------ Texte à lire
La fuite du quotidien est à la base de tout.
Les voyages qui enrichissent les connaissances ne se font pas par agence. Vous ne comprendrez jamais Florence, Venise ou Rome en y débarquant à l’hôtel pour deux semaines.
Il n’y a donc que la classe des loisirs qui peut accéder à cette connaissance, parce qu’elle voyage autrement.
L’exiguïté des locaux, souvent une chambre d’hôtel, le poids réglementé des bagages empêchent qu’on ait avec soi les moyens d’être « comme à la maison », encore moins de poursuivre une activité culturelle.
Sans connaissance des mœurs ni de la langue des populations rencontrées, le touriste est très vulnérable.
Sans le crier sur tous les toits, les vacances sont faites d’affalements successifs au bord des piscines, à l’abri d’une paillote d’un bar de fortune, dans des refuges de montagne à soigner des ampoules aux pieds, à sortir le soir exhiber ses coups de soleil dans des discothèques dans l’espoir de lever une authentique îlienne. On s’abouche finalement avec une Allemande qui habite l’hôtel à côté et qui était sur le même charter que le vôtre.
------------
### Consigne 1
Recopiez le passage du texte sur le tourisme qui commence par « Les voyages qui » et se poursuit jusqu'à « qu’elle voyage autrement. ».
### Consigne 2
D'après le texte sur le tourisme, qu'est-ce qui empêche d'avoir avec soi les moyens d'être « comme à la maison » ?
### Consigne 3
Écrivez la suite du texte sur le tourisme, à partir de sa dernière phrase.
Le matériel qui suit est indépendant du texte sur le tourisme.
------ Extrait de données
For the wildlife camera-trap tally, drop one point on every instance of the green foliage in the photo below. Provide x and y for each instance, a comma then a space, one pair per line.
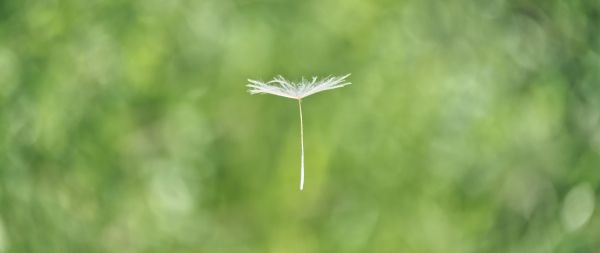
------------
### Réponse finale 1
Les voyages qui enrichissent les connaissances ne se font pas par agence. Vous ne comprendrez jamais Florence, Venise ou Rome en y débarquant à l’hôtel pour deux semaines.
Il n’y a donc que la classe des loisirs qui peut accéder à cette connaissance, parce qu’elle voyage autrement.

### Réponse finale 2
L'exiguïté des locaux, souvent une chambre d'hôtel, et le poids réglementé des bagages.

### Réponse finale 3
Après trois jours, le dépaysement n’opère plus.
Il n’y a rien de plus affligeant et de conventionnel que le mobilier d’un hôtel. On se rappelle la chambre qu’on occupait l’année dernière, tant tout est à l’identique.
Après avoir fait les deux ou trois excursions possibles, on tourne en rond avec autant de régularité qu’un type de chez Renault qui fait les trois pauses.
Le goût qu’on avait pour les populations visitées, ce grand élan d’égalité entre les hommes se heurte à l’incompréhension des habitants, car tout le monde dans les marchés, dans la rue, au bord de la palmeraie, vous croit riche et vous méprise.
Alors, vous finirez par tenir des propos du genre « tous des voleurs » et, en fait, vous n’aurez pas vu ceux qui vivent de leur travail et non pas du touriste.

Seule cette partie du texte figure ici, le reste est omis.